Stated goal 1: Copy the stretch of the resume guidelines from "Review guidelines for" through "to least recent)" word for word.
Stated goal 2: List every resume section named in the resume guidelines.
Stated goal 3: Write what comes next in the resume guidelines, picking up after their final line.

Review guidelines for writing resumes and discuss issues related to putting resumes on the Web.

Types of resumes:

  • Functional (skills-based)
  • Chronological (education and experience organized by most recent to least recent)
    Resume sections:

  • Contact information
  • Objective
  • Education
  • Work Experience
  • Skills
  • Volunteer Experience (if significant and relevant)
  • Honors and Awards

Resume formatting:

  • Headings
  • Bulleted lists
  • Professional presentation

Web resume issues:

  • Privacy (consider leaving out your home address and phone number)
  • Linking (connect up to relevant and appropriate sites, such as places you’ve worked)
  • Printer-friendly versions (provide Microsoft Word and/or Adobe PDF versions that print at one page for people to download and print)
  • The Web version doesn’t have to look exactly like the print version!

Critique the resume of a partner.

Supplied records:
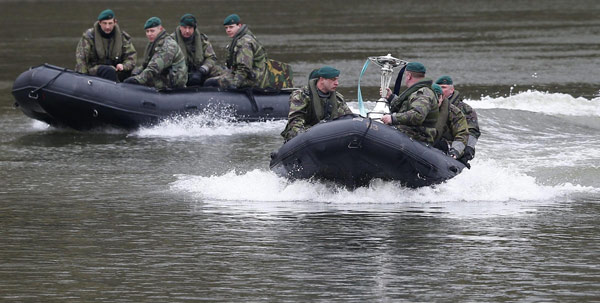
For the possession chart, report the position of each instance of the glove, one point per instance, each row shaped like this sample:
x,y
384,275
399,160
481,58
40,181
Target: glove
x,y
469,153
131,80
203,70
453,153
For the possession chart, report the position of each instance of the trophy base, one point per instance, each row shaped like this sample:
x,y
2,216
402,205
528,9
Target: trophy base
x,y
381,108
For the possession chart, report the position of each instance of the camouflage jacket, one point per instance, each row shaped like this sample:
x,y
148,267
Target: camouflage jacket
x,y
307,108
457,100
198,52
94,50
415,111
246,61
164,64
452,126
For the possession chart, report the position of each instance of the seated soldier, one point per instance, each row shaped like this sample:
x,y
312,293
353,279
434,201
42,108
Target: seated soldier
x,y
164,62
415,111
246,58
105,50
318,101
456,99
451,126
201,59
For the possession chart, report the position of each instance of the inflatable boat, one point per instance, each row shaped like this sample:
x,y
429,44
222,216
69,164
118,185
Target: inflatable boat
x,y
354,150
64,98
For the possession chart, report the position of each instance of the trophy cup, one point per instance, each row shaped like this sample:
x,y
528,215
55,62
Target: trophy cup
x,y
387,64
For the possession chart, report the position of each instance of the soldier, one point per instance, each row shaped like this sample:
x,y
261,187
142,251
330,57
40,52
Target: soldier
x,y
451,126
318,101
415,111
457,100
246,58
201,59
105,50
164,62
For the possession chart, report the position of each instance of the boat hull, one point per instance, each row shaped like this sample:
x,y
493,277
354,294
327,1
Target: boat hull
x,y
353,150
63,98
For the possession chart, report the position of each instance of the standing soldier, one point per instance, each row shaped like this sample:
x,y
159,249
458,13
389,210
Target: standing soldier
x,y
318,101
456,99
415,111
451,126
105,50
200,57
246,58
164,62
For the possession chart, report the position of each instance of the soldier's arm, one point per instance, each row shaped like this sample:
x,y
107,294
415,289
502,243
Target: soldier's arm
x,y
342,104
459,128
297,115
82,56
210,57
417,111
471,117
242,64
162,59
129,53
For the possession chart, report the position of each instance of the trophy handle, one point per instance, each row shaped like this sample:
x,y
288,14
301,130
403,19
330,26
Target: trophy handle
x,y
387,64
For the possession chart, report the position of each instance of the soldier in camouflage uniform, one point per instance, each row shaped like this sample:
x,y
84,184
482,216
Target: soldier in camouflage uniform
x,y
201,59
451,126
246,58
415,111
457,100
318,101
105,50
164,62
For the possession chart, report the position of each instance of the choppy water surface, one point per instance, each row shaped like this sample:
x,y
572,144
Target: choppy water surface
x,y
188,210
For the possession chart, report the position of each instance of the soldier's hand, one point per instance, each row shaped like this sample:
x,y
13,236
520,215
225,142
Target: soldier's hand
x,y
203,70
469,153
131,80
453,153
388,92
386,119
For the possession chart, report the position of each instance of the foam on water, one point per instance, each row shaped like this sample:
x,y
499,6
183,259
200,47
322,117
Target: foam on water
x,y
542,102
207,125
487,181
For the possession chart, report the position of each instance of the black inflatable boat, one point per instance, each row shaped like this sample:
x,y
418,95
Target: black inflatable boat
x,y
353,150
64,98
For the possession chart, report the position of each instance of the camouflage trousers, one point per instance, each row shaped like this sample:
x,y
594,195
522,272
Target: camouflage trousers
x,y
419,133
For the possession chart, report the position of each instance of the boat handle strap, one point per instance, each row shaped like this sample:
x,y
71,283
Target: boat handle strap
x,y
48,83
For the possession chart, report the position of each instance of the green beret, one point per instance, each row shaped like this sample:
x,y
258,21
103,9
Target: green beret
x,y
188,20
106,14
327,72
416,67
444,80
313,74
437,89
152,22
231,19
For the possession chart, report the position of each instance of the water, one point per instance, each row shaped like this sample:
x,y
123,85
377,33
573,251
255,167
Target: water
x,y
188,210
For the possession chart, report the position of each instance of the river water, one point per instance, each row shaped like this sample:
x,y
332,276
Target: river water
x,y
188,210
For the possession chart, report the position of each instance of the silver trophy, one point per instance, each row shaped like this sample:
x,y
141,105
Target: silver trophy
x,y
387,64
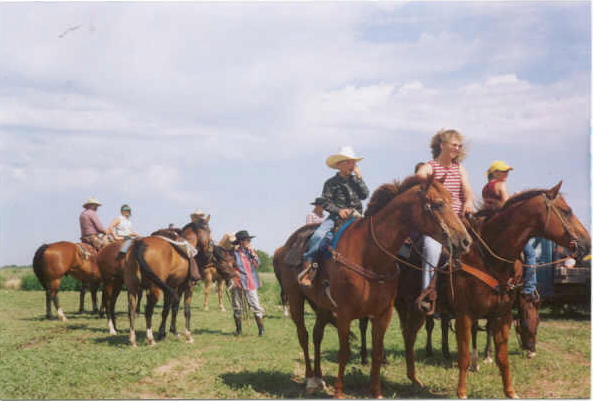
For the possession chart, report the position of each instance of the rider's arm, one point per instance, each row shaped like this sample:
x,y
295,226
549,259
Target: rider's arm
x,y
468,206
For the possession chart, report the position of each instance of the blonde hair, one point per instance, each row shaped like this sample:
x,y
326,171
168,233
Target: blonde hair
x,y
444,136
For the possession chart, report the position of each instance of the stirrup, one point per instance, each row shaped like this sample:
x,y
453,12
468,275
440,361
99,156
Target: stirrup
x,y
426,302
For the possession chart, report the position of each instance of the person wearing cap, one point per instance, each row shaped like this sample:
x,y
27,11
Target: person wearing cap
x,y
447,152
494,195
342,197
247,282
90,225
316,216
121,229
197,215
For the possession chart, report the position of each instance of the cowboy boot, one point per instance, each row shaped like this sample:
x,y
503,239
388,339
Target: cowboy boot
x,y
194,272
260,325
308,274
238,331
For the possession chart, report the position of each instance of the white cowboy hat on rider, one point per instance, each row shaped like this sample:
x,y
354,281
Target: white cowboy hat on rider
x,y
345,153
91,201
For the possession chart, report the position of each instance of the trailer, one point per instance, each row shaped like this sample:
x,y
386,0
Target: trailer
x,y
557,284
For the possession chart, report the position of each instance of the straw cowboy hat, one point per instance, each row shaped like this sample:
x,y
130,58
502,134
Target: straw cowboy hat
x,y
197,214
498,165
91,201
242,235
227,241
345,153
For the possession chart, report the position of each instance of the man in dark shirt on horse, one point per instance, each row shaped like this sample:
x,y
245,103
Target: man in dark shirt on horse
x,y
342,197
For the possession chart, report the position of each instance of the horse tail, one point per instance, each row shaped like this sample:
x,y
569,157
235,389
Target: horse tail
x,y
138,250
38,264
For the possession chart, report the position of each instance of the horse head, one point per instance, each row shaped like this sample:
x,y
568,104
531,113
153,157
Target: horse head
x,y
439,220
199,233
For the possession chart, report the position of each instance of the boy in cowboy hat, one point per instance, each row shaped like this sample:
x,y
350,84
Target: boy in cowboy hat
x,y
316,215
90,225
342,197
247,281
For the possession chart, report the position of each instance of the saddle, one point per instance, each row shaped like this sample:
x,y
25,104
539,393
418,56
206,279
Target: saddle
x,y
297,244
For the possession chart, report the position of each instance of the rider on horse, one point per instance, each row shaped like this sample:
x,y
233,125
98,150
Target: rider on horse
x,y
342,197
90,225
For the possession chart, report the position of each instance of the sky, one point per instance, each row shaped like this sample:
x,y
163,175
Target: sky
x,y
233,107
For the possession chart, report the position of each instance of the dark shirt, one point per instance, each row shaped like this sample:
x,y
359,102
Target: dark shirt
x,y
340,193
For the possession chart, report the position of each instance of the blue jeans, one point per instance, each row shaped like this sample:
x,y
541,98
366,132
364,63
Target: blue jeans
x,y
431,253
321,238
529,273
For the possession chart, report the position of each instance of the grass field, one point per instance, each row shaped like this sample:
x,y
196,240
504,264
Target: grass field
x,y
79,359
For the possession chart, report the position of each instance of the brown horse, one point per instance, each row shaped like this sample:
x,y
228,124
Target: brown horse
x,y
156,264
362,275
210,276
53,261
111,268
542,213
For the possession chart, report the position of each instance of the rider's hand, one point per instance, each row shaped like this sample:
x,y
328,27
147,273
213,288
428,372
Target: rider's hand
x,y
345,212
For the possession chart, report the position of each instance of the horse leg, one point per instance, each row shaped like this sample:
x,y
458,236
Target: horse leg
x,y
363,325
343,326
463,325
151,298
297,314
379,328
94,288
220,295
187,313
411,321
132,315
473,363
162,333
488,349
429,327
445,321
500,332
207,284
54,286
81,295
318,330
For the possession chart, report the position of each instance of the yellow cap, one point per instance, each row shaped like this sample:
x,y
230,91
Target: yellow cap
x,y
498,165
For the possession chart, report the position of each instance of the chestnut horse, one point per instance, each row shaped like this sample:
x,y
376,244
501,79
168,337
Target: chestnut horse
x,y
53,261
541,213
155,264
362,275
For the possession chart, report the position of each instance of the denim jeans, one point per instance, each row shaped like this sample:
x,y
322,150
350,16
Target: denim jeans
x,y
431,253
321,237
529,273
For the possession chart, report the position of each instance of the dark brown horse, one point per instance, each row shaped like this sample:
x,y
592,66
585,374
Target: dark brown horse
x,y
362,275
111,268
53,261
156,263
542,213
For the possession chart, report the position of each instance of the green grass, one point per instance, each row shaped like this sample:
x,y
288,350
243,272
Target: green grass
x,y
79,359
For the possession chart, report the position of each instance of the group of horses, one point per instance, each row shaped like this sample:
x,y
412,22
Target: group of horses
x,y
157,263
367,278
363,278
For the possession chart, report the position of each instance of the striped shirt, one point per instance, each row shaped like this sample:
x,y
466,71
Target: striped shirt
x,y
450,177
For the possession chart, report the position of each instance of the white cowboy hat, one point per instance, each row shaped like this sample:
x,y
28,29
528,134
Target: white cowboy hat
x,y
91,201
345,153
197,213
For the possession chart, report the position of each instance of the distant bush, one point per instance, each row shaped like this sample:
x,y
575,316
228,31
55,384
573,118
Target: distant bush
x,y
31,283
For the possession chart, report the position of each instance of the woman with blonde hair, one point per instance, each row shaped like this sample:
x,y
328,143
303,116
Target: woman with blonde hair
x,y
447,151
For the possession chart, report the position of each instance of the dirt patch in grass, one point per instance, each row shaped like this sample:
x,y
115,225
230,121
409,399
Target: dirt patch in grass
x,y
172,371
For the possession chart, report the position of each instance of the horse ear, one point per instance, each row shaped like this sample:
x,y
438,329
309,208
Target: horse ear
x,y
553,193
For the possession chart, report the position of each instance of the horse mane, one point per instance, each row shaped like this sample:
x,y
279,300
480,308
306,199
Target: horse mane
x,y
386,192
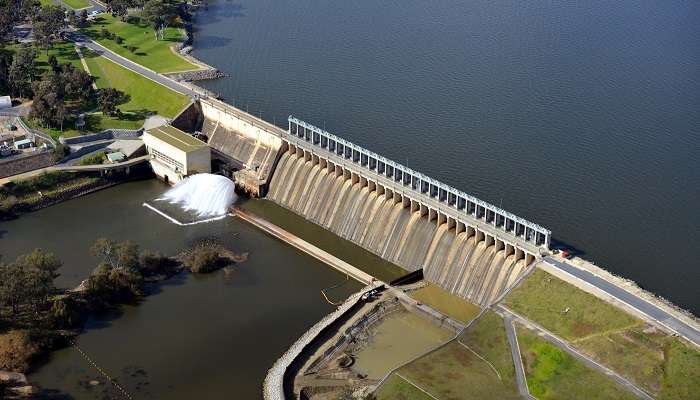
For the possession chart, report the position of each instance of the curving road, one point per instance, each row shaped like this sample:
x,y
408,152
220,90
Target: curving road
x,y
649,309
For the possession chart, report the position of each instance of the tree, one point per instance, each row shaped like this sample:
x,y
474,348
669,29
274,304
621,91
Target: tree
x,y
159,13
109,99
41,270
119,255
73,17
48,105
118,8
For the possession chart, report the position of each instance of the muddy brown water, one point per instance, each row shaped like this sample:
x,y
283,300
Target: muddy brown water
x,y
209,336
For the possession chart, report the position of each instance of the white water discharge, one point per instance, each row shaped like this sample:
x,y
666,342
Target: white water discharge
x,y
207,195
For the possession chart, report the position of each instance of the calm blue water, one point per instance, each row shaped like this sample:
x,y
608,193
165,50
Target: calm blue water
x,y
584,118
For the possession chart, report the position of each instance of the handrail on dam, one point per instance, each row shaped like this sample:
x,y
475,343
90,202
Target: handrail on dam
x,y
447,199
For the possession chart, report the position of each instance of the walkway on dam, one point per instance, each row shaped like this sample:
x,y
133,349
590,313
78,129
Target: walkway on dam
x,y
647,308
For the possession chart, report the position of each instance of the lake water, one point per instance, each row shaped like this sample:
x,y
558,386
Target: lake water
x,y
581,116
205,336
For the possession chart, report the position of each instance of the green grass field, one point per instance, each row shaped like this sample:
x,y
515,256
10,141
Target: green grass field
x,y
564,309
76,4
487,337
553,374
151,53
145,96
455,372
447,303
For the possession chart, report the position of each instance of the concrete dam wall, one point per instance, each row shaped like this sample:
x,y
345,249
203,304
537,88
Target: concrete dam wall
x,y
469,263
467,246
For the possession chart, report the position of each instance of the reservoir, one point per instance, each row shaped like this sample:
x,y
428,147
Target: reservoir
x,y
581,117
201,336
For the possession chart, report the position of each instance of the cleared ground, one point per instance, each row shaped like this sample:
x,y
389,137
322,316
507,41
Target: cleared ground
x,y
150,52
397,388
453,306
663,365
452,372
553,374
487,337
564,309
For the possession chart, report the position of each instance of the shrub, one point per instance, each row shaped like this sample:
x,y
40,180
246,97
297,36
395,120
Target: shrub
x,y
16,351
153,263
202,260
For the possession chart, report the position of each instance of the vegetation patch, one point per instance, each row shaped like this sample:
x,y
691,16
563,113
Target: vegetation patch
x,y
135,39
487,337
145,97
453,306
76,4
455,372
554,374
564,309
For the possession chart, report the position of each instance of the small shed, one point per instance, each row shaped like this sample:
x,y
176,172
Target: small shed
x,y
23,144
5,102
116,157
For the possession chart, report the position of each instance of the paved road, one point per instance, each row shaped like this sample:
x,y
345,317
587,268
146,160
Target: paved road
x,y
517,360
509,316
647,308
84,41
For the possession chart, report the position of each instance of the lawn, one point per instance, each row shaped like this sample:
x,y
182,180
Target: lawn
x,y
77,4
455,372
564,309
487,337
553,374
149,52
145,96
453,306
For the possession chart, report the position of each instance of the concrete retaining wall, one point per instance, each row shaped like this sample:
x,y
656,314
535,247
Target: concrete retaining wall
x,y
23,163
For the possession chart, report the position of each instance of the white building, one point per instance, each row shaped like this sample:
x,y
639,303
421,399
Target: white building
x,y
5,102
176,154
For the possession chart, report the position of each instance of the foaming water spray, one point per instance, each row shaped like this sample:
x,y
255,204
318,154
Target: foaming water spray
x,y
207,196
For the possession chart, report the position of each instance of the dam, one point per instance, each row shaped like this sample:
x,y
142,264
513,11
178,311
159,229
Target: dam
x,y
466,246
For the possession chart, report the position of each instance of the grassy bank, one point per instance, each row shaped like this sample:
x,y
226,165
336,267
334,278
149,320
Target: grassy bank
x,y
76,4
663,365
452,372
564,309
453,306
487,337
553,374
139,36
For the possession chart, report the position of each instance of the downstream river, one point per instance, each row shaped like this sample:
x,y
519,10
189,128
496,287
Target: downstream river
x,y
206,336
581,116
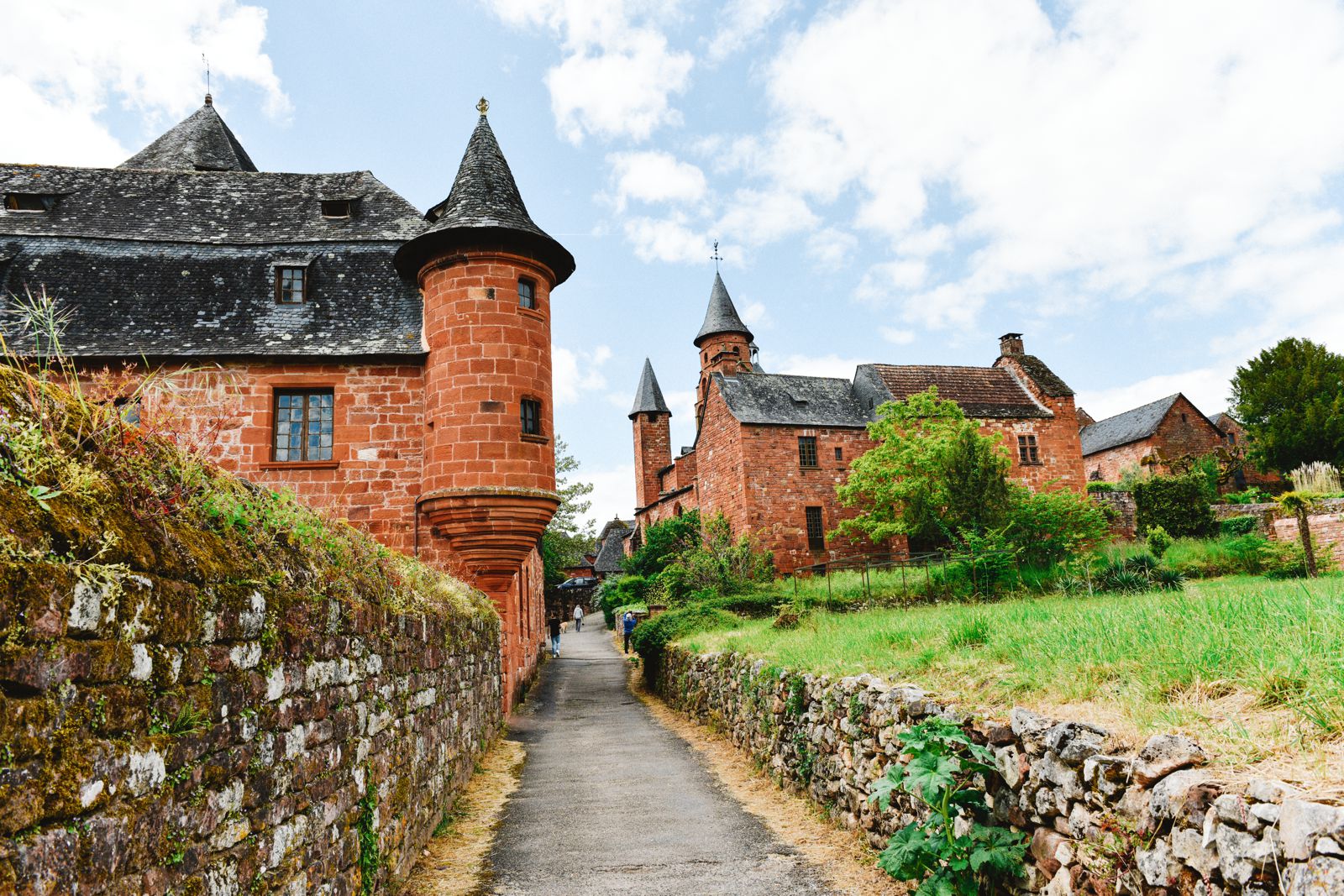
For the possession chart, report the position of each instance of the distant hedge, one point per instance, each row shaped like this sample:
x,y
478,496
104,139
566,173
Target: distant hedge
x,y
1176,503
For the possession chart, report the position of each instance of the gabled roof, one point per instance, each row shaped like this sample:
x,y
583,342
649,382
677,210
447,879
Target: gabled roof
x,y
980,391
648,396
1122,429
484,203
721,316
797,401
202,141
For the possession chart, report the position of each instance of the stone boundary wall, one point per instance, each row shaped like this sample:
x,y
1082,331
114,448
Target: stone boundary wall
x,y
1100,822
217,741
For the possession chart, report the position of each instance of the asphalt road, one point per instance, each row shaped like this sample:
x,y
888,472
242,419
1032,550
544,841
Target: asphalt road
x,y
612,802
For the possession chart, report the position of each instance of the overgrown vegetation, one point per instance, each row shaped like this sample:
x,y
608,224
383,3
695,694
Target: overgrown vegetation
x,y
953,849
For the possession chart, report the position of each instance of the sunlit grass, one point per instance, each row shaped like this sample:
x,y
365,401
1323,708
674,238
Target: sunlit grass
x,y
1254,669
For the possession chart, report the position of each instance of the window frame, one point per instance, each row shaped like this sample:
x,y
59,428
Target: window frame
x,y
1028,449
302,284
307,392
808,445
817,533
531,297
523,418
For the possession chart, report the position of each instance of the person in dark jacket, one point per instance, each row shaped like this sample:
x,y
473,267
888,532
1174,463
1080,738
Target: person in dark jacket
x,y
554,625
628,627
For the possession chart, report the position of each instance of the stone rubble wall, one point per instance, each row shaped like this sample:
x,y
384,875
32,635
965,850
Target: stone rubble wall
x,y
333,736
1100,821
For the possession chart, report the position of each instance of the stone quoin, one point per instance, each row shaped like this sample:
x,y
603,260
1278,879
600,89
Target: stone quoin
x,y
390,365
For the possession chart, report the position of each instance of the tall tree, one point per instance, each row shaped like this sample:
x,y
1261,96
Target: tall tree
x,y
1290,399
931,473
569,537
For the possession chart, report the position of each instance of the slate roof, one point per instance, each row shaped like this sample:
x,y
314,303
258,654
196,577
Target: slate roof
x,y
721,316
648,396
613,547
484,202
1122,429
980,391
202,141
181,262
797,401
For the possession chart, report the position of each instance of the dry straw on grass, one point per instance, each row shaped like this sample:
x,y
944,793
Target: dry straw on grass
x,y
454,862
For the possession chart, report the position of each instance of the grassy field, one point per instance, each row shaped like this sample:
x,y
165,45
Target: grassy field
x,y
1253,669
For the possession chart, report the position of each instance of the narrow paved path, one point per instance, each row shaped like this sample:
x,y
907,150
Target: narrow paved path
x,y
612,802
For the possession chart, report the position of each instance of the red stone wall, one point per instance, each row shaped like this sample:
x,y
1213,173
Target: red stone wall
x,y
1182,432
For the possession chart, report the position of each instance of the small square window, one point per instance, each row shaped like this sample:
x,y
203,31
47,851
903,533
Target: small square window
x,y
816,530
291,285
302,425
531,411
806,450
526,293
338,208
1027,450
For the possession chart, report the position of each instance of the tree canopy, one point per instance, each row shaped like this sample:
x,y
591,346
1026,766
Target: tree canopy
x,y
1290,399
569,537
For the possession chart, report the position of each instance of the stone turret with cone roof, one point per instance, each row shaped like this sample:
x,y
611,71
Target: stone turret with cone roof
x,y
652,437
487,271
202,141
723,340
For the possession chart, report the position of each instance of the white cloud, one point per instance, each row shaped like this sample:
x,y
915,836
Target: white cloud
x,y
654,177
819,365
1136,143
577,375
67,60
618,71
1207,387
741,23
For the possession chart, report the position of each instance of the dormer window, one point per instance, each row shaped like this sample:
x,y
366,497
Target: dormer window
x,y
338,208
291,285
30,202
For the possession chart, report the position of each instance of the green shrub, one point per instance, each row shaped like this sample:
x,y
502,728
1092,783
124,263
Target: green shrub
x,y
1234,526
1176,503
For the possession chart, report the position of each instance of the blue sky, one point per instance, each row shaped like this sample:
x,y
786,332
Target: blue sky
x,y
1149,191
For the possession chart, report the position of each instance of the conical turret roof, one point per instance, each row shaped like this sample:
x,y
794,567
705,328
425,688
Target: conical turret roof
x,y
721,317
483,204
648,398
199,143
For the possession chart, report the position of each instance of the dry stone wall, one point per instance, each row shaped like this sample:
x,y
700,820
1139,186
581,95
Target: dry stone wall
x,y
1100,821
230,738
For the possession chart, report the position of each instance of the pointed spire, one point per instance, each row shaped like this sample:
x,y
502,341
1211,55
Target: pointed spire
x,y
199,143
484,204
648,398
721,317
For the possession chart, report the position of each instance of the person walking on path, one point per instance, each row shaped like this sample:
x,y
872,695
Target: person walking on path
x,y
554,624
628,627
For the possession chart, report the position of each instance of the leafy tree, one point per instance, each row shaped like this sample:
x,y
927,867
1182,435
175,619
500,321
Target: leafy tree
x,y
1290,399
931,473
569,537
663,543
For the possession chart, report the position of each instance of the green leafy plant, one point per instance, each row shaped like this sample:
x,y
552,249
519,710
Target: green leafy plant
x,y
944,773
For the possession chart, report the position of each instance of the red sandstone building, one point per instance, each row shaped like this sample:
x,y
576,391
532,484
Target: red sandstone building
x,y
1151,437
770,449
391,365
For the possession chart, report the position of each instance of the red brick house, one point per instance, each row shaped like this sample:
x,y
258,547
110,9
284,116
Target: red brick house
x,y
1140,438
770,449
391,365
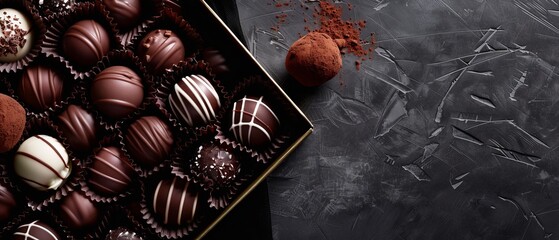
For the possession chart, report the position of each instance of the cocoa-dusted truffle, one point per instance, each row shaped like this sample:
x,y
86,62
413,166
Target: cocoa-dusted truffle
x,y
194,100
7,203
85,43
12,122
161,49
42,162
175,201
40,87
149,141
117,91
79,127
16,35
110,173
217,166
313,59
126,13
35,230
78,212
254,123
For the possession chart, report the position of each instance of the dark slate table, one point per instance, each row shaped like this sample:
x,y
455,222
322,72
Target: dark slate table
x,y
451,132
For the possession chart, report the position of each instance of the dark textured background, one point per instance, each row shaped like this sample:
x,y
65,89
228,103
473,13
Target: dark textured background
x,y
449,133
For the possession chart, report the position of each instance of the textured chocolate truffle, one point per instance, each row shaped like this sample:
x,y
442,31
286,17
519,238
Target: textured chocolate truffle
x,y
85,43
160,49
78,212
175,201
149,141
110,172
35,230
216,166
126,13
7,203
313,59
117,91
42,162
194,100
40,88
12,122
79,127
122,234
16,35
254,123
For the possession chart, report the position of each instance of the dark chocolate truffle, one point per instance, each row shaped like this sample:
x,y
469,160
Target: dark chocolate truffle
x,y
7,203
126,13
149,141
85,43
175,201
254,123
217,166
78,212
35,230
12,122
40,88
16,35
313,59
122,234
117,91
42,162
110,172
194,100
161,49
79,127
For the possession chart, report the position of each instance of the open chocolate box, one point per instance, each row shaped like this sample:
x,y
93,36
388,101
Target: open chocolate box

Written reply 1:
Review guidelines for writing resumes and discuss issues related to putting resumes on the Web.

Types of resumes:

  • Functional (skills-based)
  • Chronological (education and experience organized by most recent to least recent)

Written reply 2:
Contact information
Objective
Education
Work Experience
Skills
Volunteer Experience (if significant and relevant)
Honors and Awards

Written reply 3:
Complete the resume critique exercise with a partner.

Discuss the “box model” for designing Web pages.

Sample pages:

Important Concepts:

  • Objects: elements that can be placed on the Web (Text, pictures, video, audio, etc).
  • Containers/Boxes/Box model: A way of thinking about placing objects on Web pages by creating virtual “containers” for objects and arranging those containers in Webspace. Boxes consist of padding, borders, margins, and content.

Important HTML/CSS terms that go with these concepts:

  • Layer: A way of creating a “virtual box”
  • Div: The HTML tag which delineates virtual boxes.
  • ID: The unique name that you give to your “virtual box” so that it can be distinguished from others and so you can change its attributes (like appearance, position, or other things) by using CSS
  • Table: A way of organizing objects into rows and columns. Each bit of a table is called a cell.
  • Positioning: arranging elements. The ways we talk about:
  • Top
  • Bottom
  • Left
  • Right

Work on using the box model to create templates in HTML and CSS for your portfolio sites.

  1. Create a new HTML page.
  2. Create boxes: Click on the insert menu, choose layout objects, and choose layer.
  3. Click on each layer and give it a name in the properties box.
  4. Resize the layers and position them on the page.
  5. Click on a layer, and then click on the CSS button to bring up the CSS window. Then click on the pencil icon in the CSS window to edit the style for the layer.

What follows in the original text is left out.